> **DATA PROVIDED**:
-------

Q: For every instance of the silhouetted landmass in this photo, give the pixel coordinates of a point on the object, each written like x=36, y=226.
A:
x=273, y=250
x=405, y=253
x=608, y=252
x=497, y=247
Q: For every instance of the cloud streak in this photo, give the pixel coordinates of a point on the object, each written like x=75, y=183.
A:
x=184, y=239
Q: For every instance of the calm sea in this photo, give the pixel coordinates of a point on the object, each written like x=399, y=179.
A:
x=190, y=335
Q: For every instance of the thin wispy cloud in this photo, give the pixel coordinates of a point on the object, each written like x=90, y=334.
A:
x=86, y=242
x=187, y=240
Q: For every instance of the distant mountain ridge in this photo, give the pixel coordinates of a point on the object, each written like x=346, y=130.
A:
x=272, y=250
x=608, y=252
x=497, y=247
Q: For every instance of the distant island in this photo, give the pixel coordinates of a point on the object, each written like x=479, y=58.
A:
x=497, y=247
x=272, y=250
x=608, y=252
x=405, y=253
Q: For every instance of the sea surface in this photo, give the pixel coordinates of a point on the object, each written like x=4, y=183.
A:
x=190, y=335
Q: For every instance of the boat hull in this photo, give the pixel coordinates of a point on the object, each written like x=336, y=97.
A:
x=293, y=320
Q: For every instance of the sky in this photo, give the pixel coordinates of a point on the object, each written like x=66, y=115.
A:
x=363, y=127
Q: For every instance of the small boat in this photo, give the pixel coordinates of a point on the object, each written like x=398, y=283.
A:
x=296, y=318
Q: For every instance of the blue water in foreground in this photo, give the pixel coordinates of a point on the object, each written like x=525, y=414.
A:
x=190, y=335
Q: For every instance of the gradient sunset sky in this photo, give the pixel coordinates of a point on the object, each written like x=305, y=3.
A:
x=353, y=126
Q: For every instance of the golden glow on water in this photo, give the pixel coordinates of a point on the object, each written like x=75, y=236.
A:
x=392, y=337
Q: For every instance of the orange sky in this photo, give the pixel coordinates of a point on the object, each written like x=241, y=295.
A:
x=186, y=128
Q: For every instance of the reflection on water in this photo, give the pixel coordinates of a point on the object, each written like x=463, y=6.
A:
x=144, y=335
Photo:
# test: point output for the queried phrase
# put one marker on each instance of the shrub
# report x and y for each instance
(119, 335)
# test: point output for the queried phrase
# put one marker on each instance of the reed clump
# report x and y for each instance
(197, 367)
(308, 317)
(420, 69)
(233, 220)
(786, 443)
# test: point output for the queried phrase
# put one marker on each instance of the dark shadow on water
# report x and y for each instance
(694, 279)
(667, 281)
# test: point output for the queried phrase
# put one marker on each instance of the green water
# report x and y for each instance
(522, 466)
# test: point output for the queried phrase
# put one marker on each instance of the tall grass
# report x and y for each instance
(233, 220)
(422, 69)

-------

> **SET TASK**: Every line above should be written out again exactly as it stands.

> **FINAL RESULT**:
Q: For every instance of the silhouetted landmass in this photo, give the pixel coordinates of a point on the object, each written like x=36, y=226.
A:
x=273, y=250
x=405, y=253
x=608, y=252
x=497, y=247
Q: For every instance of the cloud streak in this photo, give the pixel coordinates of a point on the object, each written like x=75, y=183.
A:
x=184, y=239
Q: For every instance of the calm sea in this photo, give the pixel coordinates of a point on the object, each written like x=399, y=179.
A:
x=190, y=335
Q: For every instance of the thin wispy cloud in this photo, give the pixel coordinates of a point on the object, each written like x=90, y=334.
A:
x=86, y=242
x=187, y=240
Q: For every instance of the distant mountain ridge in this photo, give the pixel coordinates of a point on the object, each written like x=346, y=130.
A:
x=272, y=250
x=608, y=252
x=497, y=247
Q: For every instance of the distant island in this photo, give the pixel coordinates of a point on the object, each written like x=479, y=58.
A:
x=497, y=247
x=272, y=250
x=608, y=252
x=405, y=253
Q: For every instance of the sea surface in this photo, give the pixel coordinates of a point on the object, each written like x=4, y=183.
A:
x=190, y=335
Q: For every instance of the boat hull in this photo, give the pixel coordinates of a point on the object, each written like x=336, y=97.
A:
x=293, y=320
Q: For every instance of the sky in this photo, give the pixel coordinates of a point on the object, each written like x=66, y=115.
A:
x=363, y=127
Q: For every instance of the small boat in this photo, give the pixel coordinates of a point on the object, each written like x=398, y=283.
A:
x=296, y=318
Q: For every instance of the blue water in foreground in this photo, give the pixel coordinates of a point on the object, each written like x=525, y=414.
A:
x=190, y=335
Q: For every instance of the gradient sunset sky in this photo, give the pixel coordinates of a point on the object, each written like x=305, y=3.
A:
x=353, y=126
Q: For every instance of the golden glow on water in this photo, give the pixel coordinates of a point on the object, each written like x=75, y=236.
A:
x=392, y=337
Q: For every instance of the orange sky in this photo, give the pixel coordinates of a point on the object, each written like x=241, y=295.
A:
x=186, y=128
Q: For every instance of the reflection on water in this photo, give the pixel coordinates of a point on the object, each written like x=463, y=6.
A:
x=144, y=335
Photo:
# test: point output for the queried phrase
# put one marker on each instance of the shrub
# report x and y for each instance
(119, 335)
# test: point output for the queried phrase
# put one marker on each instance of the reed clump
# report x and y for each instance
(197, 367)
(308, 317)
(420, 69)
(233, 220)
(786, 443)
# test: point output for the queried phrase
# put one marker on each instance of the dark shadow on water
# report x and y for each instance
(694, 279)
(667, 281)
# test: point output for the queried phrase
# put one marker on each instance of the green water
# report x and y for each instance
(522, 466)
# test: point output for the queried phrase
# put one marker on each instance of the tall grass
# report x and y for each instance
(233, 220)
(422, 69)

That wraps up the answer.